Data items:

※

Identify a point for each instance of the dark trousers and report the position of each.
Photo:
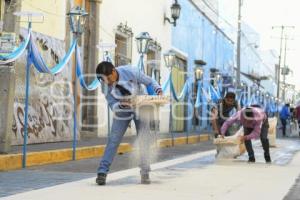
(283, 122)
(263, 138)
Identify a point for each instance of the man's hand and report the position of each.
(242, 138)
(159, 93)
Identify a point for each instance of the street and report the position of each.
(184, 172)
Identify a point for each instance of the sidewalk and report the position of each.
(49, 153)
(197, 176)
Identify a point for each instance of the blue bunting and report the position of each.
(198, 98)
(182, 94)
(214, 94)
(166, 84)
(94, 84)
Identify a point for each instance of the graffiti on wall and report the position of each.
(50, 99)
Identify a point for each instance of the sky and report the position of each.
(261, 15)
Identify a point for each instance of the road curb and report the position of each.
(14, 161)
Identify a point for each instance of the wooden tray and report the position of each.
(141, 100)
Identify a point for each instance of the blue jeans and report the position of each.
(119, 126)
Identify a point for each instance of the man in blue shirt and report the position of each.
(123, 83)
(284, 115)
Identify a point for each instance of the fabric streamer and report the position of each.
(166, 84)
(94, 84)
(214, 94)
(198, 98)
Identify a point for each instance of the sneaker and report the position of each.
(101, 179)
(251, 160)
(145, 179)
(268, 159)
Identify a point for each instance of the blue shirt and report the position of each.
(285, 112)
(131, 79)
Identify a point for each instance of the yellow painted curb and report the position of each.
(183, 140)
(14, 161)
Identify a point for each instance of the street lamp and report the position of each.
(169, 58)
(175, 13)
(77, 18)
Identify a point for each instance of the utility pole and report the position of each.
(277, 71)
(238, 50)
(284, 72)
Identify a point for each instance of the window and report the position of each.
(123, 40)
(153, 61)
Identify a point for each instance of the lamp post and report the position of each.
(77, 18)
(169, 58)
(199, 72)
(175, 13)
(142, 41)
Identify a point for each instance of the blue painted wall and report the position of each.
(198, 38)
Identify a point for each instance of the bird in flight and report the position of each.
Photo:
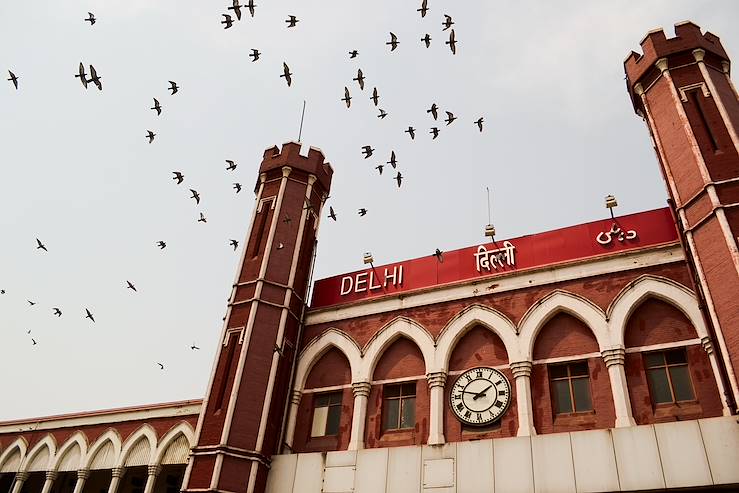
(452, 42)
(367, 151)
(195, 195)
(375, 97)
(157, 107)
(13, 79)
(286, 74)
(393, 42)
(434, 110)
(82, 75)
(95, 78)
(347, 97)
(447, 22)
(360, 79)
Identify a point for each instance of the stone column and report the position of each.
(49, 483)
(522, 374)
(614, 359)
(82, 476)
(436, 381)
(361, 392)
(20, 478)
(115, 480)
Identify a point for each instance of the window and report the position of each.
(570, 385)
(326, 414)
(399, 409)
(668, 376)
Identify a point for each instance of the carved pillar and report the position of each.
(614, 360)
(361, 392)
(436, 381)
(116, 475)
(522, 374)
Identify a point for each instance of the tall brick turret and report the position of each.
(241, 420)
(681, 87)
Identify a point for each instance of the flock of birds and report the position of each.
(89, 75)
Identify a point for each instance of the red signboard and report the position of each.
(490, 259)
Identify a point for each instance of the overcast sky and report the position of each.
(77, 172)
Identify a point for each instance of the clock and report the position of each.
(480, 396)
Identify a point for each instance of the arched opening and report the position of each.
(668, 373)
(325, 412)
(569, 380)
(479, 346)
(397, 411)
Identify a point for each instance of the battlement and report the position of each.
(314, 163)
(656, 45)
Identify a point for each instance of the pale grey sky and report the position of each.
(77, 172)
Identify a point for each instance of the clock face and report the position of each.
(480, 396)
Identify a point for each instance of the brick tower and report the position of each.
(681, 87)
(242, 415)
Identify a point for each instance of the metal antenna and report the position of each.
(300, 133)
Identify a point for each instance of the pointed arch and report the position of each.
(112, 452)
(316, 348)
(649, 286)
(465, 320)
(182, 429)
(392, 331)
(561, 301)
(35, 460)
(19, 446)
(141, 454)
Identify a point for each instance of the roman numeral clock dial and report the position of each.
(480, 396)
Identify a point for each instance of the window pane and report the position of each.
(659, 386)
(391, 414)
(408, 419)
(562, 402)
(681, 383)
(654, 359)
(581, 389)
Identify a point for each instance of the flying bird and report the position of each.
(393, 42)
(347, 97)
(81, 75)
(13, 79)
(452, 42)
(195, 195)
(228, 22)
(360, 79)
(286, 74)
(367, 151)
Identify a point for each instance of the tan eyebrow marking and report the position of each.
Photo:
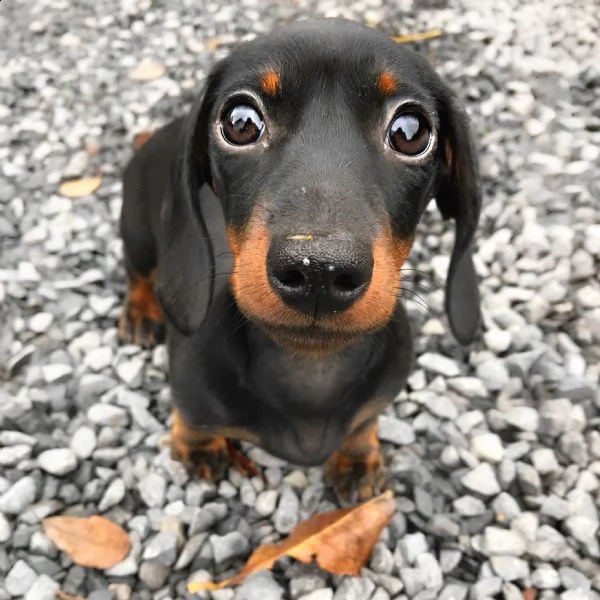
(270, 83)
(387, 83)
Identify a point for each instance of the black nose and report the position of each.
(319, 275)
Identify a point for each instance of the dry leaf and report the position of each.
(148, 70)
(89, 541)
(141, 138)
(64, 596)
(77, 188)
(417, 37)
(341, 541)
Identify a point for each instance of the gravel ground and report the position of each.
(494, 453)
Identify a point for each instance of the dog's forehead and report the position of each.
(332, 49)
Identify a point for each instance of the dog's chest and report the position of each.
(279, 379)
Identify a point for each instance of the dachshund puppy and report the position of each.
(267, 230)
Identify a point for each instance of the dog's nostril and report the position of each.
(346, 282)
(292, 279)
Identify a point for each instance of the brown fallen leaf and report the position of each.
(89, 541)
(77, 188)
(417, 37)
(148, 70)
(341, 541)
(64, 596)
(141, 138)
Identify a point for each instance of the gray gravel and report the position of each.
(494, 451)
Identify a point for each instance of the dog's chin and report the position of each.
(312, 341)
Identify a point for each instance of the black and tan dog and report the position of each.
(269, 228)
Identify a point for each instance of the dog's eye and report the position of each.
(242, 125)
(409, 134)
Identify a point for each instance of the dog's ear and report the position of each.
(459, 197)
(187, 257)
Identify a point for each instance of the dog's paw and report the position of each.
(141, 320)
(142, 331)
(208, 458)
(355, 478)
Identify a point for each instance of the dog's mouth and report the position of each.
(315, 331)
(316, 340)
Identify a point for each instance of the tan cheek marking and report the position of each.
(377, 306)
(249, 281)
(270, 83)
(387, 83)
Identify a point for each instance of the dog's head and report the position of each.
(324, 143)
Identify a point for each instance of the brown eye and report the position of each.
(409, 134)
(242, 125)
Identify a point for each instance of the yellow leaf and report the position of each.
(417, 37)
(92, 541)
(77, 188)
(341, 541)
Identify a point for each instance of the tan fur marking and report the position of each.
(257, 300)
(270, 83)
(387, 83)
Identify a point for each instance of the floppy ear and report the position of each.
(459, 197)
(187, 257)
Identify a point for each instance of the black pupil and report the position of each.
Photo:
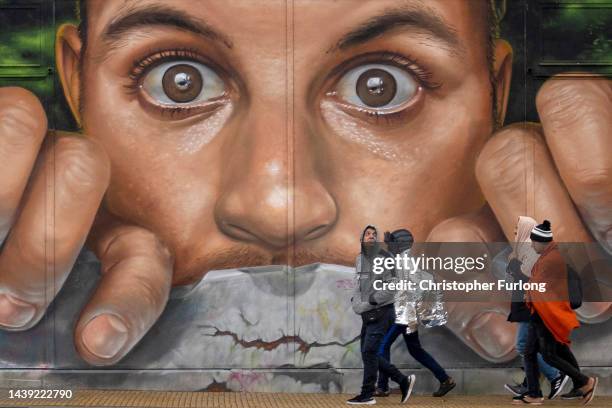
(182, 83)
(376, 87)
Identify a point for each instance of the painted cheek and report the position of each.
(200, 134)
(353, 131)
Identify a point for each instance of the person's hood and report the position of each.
(369, 249)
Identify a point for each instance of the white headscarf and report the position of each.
(522, 249)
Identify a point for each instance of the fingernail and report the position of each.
(15, 313)
(104, 336)
(492, 332)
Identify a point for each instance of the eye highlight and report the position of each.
(377, 86)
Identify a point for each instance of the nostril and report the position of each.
(239, 232)
(316, 232)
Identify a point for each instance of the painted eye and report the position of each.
(182, 82)
(377, 86)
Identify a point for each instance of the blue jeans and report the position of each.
(414, 348)
(372, 334)
(521, 346)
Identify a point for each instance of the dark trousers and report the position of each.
(372, 334)
(558, 355)
(414, 348)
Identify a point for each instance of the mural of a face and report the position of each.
(245, 133)
(282, 146)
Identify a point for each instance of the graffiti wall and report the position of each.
(184, 183)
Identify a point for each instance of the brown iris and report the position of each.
(182, 83)
(376, 87)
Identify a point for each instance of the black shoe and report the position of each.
(445, 387)
(382, 393)
(525, 399)
(573, 394)
(361, 400)
(406, 387)
(516, 389)
(556, 385)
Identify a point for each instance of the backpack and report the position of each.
(574, 288)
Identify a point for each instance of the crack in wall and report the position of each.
(303, 346)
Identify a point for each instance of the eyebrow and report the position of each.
(416, 19)
(160, 15)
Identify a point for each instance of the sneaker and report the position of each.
(573, 394)
(361, 400)
(556, 385)
(445, 387)
(516, 389)
(526, 399)
(381, 393)
(589, 390)
(406, 387)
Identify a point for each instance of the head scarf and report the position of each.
(522, 249)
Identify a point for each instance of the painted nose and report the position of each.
(271, 193)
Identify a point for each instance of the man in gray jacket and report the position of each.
(377, 315)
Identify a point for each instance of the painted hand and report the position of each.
(52, 184)
(560, 170)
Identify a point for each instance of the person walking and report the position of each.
(552, 321)
(410, 312)
(521, 261)
(377, 314)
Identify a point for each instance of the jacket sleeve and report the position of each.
(514, 270)
(385, 296)
(356, 302)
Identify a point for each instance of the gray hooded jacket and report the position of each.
(365, 297)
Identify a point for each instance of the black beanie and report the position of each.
(542, 232)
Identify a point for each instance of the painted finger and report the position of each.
(58, 209)
(23, 125)
(133, 291)
(482, 326)
(576, 115)
(518, 177)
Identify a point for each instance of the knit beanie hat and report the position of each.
(542, 232)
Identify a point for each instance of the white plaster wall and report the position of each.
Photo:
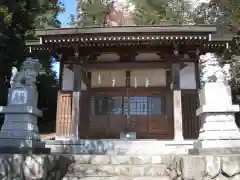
(108, 78)
(187, 77)
(145, 78)
(147, 57)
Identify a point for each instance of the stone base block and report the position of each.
(15, 150)
(214, 151)
(128, 135)
(21, 143)
(24, 126)
(217, 144)
(220, 135)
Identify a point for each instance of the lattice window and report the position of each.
(123, 105)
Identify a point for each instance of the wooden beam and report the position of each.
(128, 65)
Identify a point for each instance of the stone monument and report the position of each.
(219, 132)
(20, 131)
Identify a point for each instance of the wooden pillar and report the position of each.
(177, 102)
(77, 82)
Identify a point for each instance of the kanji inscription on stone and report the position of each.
(19, 97)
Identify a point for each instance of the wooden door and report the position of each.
(150, 116)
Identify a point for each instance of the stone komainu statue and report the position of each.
(27, 74)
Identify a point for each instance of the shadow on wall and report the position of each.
(38, 167)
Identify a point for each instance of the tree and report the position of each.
(152, 12)
(91, 12)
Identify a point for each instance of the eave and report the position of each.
(169, 29)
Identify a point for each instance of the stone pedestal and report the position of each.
(20, 131)
(128, 135)
(216, 112)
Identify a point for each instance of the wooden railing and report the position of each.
(64, 114)
(191, 123)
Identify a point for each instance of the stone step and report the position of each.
(119, 178)
(120, 147)
(89, 170)
(124, 159)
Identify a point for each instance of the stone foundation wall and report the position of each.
(34, 167)
(113, 167)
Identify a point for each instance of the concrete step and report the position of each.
(119, 178)
(124, 159)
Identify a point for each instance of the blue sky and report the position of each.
(70, 8)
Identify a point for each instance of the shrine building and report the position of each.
(141, 79)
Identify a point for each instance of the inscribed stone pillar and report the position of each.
(76, 101)
(177, 104)
(177, 112)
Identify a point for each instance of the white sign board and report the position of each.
(19, 97)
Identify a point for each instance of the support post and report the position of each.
(177, 104)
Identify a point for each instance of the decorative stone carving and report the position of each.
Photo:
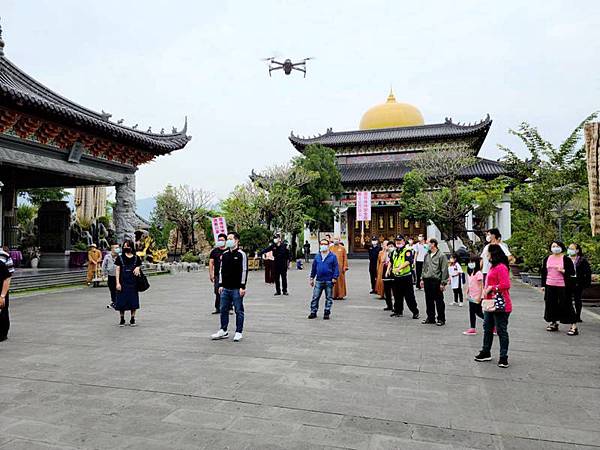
(124, 214)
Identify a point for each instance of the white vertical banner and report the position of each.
(363, 205)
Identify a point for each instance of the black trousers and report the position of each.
(373, 274)
(404, 292)
(112, 287)
(387, 292)
(434, 300)
(280, 274)
(419, 270)
(4, 320)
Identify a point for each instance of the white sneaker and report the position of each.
(221, 334)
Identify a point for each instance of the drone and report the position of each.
(287, 65)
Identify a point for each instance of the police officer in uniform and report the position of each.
(402, 286)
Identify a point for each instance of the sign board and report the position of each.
(363, 205)
(219, 226)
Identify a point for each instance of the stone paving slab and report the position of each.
(71, 378)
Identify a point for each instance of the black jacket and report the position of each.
(569, 271)
(280, 253)
(234, 270)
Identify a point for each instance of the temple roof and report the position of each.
(20, 91)
(446, 130)
(395, 171)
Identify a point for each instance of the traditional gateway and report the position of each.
(376, 157)
(49, 141)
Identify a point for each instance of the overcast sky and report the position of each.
(153, 62)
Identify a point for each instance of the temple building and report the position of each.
(47, 141)
(376, 157)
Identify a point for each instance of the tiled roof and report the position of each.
(448, 129)
(395, 171)
(17, 89)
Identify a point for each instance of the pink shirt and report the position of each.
(475, 286)
(554, 264)
(499, 278)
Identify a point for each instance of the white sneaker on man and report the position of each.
(221, 334)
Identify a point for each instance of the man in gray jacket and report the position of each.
(434, 280)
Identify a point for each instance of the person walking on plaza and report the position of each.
(323, 276)
(233, 276)
(281, 257)
(434, 280)
(94, 261)
(493, 237)
(456, 279)
(214, 264)
(497, 284)
(474, 293)
(381, 257)
(6, 271)
(128, 268)
(402, 285)
(306, 249)
(582, 278)
(557, 274)
(374, 250)
(339, 289)
(109, 269)
(419, 254)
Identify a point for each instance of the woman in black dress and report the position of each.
(128, 268)
(582, 278)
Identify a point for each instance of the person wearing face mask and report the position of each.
(582, 278)
(381, 257)
(493, 237)
(557, 273)
(339, 289)
(214, 265)
(323, 276)
(419, 254)
(374, 250)
(127, 268)
(400, 268)
(109, 269)
(233, 277)
(281, 258)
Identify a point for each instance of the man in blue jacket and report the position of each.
(326, 271)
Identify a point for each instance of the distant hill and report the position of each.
(145, 206)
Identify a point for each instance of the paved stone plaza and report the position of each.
(71, 378)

※

# Problem statement:
Return the lines from the line containing "Identify a point for each instance of the temple building" to the end of the entries above, exactly as they appear and with no other output.

# Written response:
Identify a point for each instance of the temple building and report the position of each.
(47, 141)
(376, 157)
Identify a point for each instance of the tiled roof and report the position of each.
(448, 129)
(395, 171)
(17, 89)
Identify a point for each instance of the pink shirt and report the position of each.
(475, 286)
(554, 264)
(499, 278)
Identify a point for each instance of the white sneaker on man and report the position of each.
(221, 334)
Identify a point for each instance of the man in gray jacket and report the position of each.
(434, 280)
Identify a point for each instance of the person walking on plaza and report the position of each.
(323, 276)
(233, 276)
(281, 257)
(434, 280)
(94, 261)
(493, 237)
(456, 279)
(214, 264)
(497, 284)
(474, 293)
(381, 257)
(6, 271)
(128, 268)
(402, 285)
(306, 249)
(582, 278)
(557, 274)
(374, 250)
(339, 289)
(109, 269)
(419, 254)
Identify a point for each instance of the woman in black dress and report the position of each.
(128, 268)
(582, 278)
Identify a point for each instance of the person wearing face mask and report the position of each.
(582, 278)
(381, 257)
(493, 237)
(557, 273)
(339, 289)
(214, 265)
(323, 276)
(419, 254)
(374, 250)
(127, 268)
(400, 268)
(109, 269)
(233, 277)
(281, 258)
Identify a point for each instance of the man in blue jacket and report the position of each.
(326, 271)
Identify a point for each instance of the distant hill and report the position of each.
(145, 206)
Identify a point for each instance of the paved stone plaza and report the position of each.
(71, 378)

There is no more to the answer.